**Action item**
Give only the count of lines that contain "instance" in the material.

**Records supplied**
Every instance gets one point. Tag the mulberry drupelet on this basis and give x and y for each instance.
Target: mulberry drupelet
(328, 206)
--
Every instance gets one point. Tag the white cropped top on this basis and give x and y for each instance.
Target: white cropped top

**Task response**
2